When a film’s title appears on screen in the style of an old Commodore 64 loading screen, you know it’s aimed at a very specific audience. For those of us who make up that audience, this is just the first of many baffling delights in Miguel Llansó’s lo-fi phantasmagoria. If you can imagine the tech dystopia of The Matrix and the layered realities of Inception with all the budget squeezed out but all the wit and invention remaining like tasty sediment made of uncut, crazed inspiration, you may be getting somewhere close to Jesus Shows You the Way to the Highway. It’s a messy punk riot of outdated tech, painstaking stop motion, 8-bit chiptune, and old stock footage. Or to put it more simply, it’s been billed as a ‘WTF thriller’, and that will do nicely.
As practically pointless as it is trying to summarise this insane enterprise, JSYTWTTH sees near-future Tallinn under the command of a computer program called Psychobook. This not-entirely benevolent system itself comes under attack from a virus known as the Soviet Union. CIA agents Palmer Eldritch (Augustín Mateo) and D.T Gagano (Daniel Tadesse) are sent into Psychobook to hunt the virus, personified by an avatar in a Stalin mask. Eldritch double-crosses Gagano, leaving him trapped in virtual reality. While he lies in a coma in Estonia, his pixelated self is transported to an alternate reality called Beta Ethiopia, where he must do battle with Batfro (Solomon Tashe), a villain in a knock-off Adam West-era Batman costume, and his ninja bodyguards if he is to make it back to the real world and his Amazonian wife (Gerda-Annette Allikas).

• **Available data**
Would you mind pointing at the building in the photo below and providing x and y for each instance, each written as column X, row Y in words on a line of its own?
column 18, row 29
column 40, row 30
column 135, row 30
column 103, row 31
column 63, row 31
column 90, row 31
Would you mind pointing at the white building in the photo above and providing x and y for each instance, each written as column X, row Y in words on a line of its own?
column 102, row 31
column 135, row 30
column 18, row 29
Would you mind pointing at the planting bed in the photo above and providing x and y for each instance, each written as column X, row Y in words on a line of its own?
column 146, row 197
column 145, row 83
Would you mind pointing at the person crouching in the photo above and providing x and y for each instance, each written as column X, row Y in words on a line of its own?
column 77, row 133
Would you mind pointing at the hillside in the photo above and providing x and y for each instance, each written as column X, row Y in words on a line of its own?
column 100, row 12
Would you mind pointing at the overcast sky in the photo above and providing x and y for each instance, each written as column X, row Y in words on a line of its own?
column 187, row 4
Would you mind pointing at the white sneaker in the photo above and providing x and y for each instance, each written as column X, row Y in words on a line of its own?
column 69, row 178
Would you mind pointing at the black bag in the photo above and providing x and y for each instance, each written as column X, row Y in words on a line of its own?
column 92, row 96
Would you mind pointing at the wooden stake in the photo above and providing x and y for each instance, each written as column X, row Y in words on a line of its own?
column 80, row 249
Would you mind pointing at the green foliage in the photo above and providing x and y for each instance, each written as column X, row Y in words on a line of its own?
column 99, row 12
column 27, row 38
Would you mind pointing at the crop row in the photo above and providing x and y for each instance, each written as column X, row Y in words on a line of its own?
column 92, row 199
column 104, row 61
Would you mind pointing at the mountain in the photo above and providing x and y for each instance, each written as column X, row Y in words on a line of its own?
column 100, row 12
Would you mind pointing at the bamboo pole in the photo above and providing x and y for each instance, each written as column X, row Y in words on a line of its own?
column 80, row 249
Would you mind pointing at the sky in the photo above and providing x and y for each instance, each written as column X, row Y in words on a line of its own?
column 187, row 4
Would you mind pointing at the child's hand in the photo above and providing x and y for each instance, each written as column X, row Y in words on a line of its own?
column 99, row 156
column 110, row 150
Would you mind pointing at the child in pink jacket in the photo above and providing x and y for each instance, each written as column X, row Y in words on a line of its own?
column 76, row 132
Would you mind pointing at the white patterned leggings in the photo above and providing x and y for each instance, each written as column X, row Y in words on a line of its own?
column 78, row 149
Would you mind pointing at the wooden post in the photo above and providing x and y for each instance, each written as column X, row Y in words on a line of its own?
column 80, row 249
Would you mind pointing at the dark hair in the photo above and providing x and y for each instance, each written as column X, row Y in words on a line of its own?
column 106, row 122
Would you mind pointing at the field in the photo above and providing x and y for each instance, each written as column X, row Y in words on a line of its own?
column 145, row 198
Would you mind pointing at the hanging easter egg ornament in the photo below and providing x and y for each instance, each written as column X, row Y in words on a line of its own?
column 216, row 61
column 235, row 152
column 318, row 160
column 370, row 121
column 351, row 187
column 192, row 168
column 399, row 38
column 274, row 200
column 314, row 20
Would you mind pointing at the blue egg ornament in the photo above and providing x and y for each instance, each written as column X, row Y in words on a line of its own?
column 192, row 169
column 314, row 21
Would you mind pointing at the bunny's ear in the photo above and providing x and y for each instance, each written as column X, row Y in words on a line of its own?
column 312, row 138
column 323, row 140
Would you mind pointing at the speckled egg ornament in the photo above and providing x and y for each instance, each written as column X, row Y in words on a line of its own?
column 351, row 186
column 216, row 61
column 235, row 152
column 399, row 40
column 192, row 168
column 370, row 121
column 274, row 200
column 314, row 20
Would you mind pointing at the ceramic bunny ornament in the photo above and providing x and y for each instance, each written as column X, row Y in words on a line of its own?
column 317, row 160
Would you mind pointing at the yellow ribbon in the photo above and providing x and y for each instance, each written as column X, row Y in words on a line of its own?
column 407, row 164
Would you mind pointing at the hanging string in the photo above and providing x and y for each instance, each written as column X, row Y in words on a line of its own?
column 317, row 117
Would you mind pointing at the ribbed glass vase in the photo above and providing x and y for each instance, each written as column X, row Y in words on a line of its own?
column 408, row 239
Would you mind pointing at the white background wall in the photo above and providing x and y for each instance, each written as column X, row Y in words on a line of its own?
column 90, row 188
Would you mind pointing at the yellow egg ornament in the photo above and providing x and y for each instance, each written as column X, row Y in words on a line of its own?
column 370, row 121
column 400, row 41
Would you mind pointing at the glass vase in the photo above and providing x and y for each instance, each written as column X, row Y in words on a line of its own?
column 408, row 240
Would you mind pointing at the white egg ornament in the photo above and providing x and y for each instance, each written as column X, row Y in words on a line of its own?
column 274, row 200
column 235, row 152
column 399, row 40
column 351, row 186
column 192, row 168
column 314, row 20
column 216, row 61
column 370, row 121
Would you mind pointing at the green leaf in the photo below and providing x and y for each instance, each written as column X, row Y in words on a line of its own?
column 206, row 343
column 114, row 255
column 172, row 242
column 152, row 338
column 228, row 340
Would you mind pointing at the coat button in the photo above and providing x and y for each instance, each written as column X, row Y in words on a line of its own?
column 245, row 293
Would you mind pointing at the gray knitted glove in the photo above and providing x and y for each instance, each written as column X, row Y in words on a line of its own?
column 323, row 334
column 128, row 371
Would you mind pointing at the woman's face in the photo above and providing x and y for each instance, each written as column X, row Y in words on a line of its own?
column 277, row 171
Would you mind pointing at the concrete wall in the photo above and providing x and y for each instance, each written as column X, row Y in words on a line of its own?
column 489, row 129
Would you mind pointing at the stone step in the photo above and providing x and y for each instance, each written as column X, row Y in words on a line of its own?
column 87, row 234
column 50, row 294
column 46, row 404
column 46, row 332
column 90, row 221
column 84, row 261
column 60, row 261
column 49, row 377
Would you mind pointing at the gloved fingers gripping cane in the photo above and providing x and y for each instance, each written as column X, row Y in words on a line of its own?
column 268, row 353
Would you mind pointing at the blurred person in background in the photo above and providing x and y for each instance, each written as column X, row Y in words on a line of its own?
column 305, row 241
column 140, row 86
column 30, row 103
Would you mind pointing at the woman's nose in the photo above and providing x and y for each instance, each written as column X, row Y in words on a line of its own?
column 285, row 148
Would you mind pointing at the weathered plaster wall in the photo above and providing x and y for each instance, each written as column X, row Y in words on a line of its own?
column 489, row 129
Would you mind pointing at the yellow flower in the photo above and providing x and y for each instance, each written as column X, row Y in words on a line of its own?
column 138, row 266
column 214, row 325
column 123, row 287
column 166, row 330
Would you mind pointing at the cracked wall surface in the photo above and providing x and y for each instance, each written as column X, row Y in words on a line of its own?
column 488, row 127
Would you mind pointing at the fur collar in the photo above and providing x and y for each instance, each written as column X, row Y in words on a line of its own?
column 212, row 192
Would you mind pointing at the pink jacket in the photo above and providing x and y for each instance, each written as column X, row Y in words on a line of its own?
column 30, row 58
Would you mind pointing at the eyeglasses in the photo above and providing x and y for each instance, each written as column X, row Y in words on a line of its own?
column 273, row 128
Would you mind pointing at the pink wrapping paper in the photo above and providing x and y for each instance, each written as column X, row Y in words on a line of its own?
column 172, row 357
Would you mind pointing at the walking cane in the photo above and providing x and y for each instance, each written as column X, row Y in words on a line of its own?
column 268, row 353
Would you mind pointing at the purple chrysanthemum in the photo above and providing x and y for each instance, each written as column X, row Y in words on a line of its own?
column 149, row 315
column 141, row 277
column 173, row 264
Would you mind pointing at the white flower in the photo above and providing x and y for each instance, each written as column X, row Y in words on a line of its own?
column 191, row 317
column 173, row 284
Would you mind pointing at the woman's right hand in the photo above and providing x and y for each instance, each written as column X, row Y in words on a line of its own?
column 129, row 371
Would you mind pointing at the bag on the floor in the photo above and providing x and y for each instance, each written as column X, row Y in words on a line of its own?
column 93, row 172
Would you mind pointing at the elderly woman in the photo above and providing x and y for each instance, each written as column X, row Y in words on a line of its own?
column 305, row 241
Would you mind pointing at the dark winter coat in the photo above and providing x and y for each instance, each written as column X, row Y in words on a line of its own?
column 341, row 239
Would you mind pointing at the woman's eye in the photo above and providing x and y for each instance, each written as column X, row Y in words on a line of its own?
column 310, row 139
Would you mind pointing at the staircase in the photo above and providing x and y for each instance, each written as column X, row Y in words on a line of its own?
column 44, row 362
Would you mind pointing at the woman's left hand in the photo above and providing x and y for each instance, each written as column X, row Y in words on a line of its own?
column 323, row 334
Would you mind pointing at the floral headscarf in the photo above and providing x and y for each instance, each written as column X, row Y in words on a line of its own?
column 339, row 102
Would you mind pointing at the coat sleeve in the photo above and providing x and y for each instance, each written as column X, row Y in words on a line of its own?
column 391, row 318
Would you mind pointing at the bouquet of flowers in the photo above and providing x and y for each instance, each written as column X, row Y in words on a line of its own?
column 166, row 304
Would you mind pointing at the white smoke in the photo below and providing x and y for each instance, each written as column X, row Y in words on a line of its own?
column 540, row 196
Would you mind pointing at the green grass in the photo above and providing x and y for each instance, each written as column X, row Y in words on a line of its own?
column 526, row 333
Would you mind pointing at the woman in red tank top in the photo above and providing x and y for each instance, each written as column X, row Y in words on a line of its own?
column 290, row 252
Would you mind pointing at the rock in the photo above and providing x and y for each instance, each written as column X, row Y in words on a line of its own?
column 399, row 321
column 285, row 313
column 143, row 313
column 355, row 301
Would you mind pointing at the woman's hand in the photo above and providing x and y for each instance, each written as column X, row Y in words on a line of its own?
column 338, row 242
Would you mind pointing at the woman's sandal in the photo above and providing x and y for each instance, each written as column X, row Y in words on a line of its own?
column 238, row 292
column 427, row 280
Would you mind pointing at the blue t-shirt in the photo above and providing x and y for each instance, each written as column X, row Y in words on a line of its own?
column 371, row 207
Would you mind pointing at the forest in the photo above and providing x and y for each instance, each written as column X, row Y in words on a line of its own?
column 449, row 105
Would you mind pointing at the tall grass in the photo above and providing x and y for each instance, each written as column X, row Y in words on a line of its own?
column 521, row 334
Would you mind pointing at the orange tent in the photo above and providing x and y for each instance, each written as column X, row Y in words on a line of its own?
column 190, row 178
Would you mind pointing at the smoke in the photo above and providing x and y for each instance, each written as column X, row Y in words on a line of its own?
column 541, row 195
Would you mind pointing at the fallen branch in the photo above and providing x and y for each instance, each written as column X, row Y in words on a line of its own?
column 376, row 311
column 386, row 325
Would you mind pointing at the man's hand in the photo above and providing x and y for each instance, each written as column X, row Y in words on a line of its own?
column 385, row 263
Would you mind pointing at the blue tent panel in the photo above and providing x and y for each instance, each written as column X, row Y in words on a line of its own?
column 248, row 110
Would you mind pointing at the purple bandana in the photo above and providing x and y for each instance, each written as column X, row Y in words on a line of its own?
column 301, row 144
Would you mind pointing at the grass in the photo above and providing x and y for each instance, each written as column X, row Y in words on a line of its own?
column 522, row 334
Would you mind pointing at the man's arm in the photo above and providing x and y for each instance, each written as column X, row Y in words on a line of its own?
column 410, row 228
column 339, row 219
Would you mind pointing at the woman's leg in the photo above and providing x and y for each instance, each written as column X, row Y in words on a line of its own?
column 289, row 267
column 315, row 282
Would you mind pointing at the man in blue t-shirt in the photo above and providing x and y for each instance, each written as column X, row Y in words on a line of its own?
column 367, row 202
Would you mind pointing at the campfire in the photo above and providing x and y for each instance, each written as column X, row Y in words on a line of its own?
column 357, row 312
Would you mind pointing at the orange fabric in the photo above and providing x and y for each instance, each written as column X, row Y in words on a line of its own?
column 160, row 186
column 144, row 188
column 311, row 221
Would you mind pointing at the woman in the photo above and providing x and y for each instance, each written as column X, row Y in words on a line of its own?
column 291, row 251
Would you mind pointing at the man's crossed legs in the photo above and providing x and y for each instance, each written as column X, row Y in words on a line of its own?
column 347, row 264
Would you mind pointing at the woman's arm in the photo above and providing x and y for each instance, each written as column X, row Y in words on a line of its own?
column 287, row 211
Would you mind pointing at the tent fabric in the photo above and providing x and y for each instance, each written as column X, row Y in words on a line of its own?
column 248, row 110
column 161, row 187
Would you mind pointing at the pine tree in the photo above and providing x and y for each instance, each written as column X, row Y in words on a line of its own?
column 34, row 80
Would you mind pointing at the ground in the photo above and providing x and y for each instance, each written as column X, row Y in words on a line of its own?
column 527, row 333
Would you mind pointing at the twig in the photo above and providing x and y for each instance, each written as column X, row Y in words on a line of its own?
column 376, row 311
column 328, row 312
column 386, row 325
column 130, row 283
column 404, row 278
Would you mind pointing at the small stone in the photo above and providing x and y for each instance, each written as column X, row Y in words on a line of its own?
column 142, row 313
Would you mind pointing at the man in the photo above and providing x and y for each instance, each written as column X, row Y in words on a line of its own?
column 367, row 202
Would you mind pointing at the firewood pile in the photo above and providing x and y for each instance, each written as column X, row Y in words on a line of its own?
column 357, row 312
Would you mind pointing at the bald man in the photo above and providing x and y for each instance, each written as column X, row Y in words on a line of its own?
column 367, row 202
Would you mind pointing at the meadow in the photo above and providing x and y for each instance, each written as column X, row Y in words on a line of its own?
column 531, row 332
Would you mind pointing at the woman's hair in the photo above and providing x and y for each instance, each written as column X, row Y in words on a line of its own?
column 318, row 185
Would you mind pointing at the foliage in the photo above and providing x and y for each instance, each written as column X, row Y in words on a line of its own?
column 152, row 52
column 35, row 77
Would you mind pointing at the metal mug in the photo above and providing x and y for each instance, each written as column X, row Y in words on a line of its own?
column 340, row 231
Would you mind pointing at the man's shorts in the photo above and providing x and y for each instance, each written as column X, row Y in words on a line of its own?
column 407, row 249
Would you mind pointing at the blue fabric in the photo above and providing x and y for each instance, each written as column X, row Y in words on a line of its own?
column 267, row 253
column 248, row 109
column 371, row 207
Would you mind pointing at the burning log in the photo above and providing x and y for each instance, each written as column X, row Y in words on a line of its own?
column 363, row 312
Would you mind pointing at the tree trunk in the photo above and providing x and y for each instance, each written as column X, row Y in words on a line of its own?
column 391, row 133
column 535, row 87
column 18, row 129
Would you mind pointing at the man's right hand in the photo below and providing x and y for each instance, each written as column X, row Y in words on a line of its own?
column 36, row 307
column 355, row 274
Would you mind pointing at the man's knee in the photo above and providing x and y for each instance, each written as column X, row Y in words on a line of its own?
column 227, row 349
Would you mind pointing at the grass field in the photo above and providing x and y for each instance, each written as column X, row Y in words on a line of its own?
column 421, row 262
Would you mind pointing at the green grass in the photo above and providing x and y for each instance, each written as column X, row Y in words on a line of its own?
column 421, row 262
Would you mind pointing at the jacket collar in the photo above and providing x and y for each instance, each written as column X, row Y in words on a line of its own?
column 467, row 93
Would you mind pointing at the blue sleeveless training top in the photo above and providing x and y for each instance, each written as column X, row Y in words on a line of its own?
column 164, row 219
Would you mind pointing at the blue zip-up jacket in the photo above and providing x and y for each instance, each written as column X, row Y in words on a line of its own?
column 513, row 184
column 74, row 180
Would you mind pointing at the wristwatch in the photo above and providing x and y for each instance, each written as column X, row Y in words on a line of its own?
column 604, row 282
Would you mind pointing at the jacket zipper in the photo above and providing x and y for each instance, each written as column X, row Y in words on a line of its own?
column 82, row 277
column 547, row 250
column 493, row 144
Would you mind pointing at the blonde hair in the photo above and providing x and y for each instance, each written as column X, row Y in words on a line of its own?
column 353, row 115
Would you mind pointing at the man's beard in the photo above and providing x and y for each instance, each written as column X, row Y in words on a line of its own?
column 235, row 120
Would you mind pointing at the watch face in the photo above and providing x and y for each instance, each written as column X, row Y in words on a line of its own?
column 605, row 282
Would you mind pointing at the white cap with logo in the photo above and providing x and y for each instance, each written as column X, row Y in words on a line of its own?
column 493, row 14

• **Assigned task**
Pick up the review of Jesus Shows You the Way to the Highway after its last sentence and carry it on. The items can be skipped.

• **Expected answer**
If that sounds demented on the page, that’s nothing compared to the film itself. You don’t watch JSYTWTTH, you experience it. It’s as if Llansó couldn’t decide on which of his apparently limitless obsessions to focus, so has included them all. 70s kung-fu films with awful dubbing, afro-futurist sci-fi, Cold War spy dramas, exploitation cinema; all are thrown into the mix with a magpie abandon and endless affection. It’s curious trash alchemy that shouldn’t work and, for many, it undoubtedly won’t. It could even be considered an attempt to create something self-consciously ‘cult’ when such accolades tend to be awarded organically and retrospectively. However, there is one aspect of the film that makes any accusation of studied ironic hipsterism invalid; its sincerity.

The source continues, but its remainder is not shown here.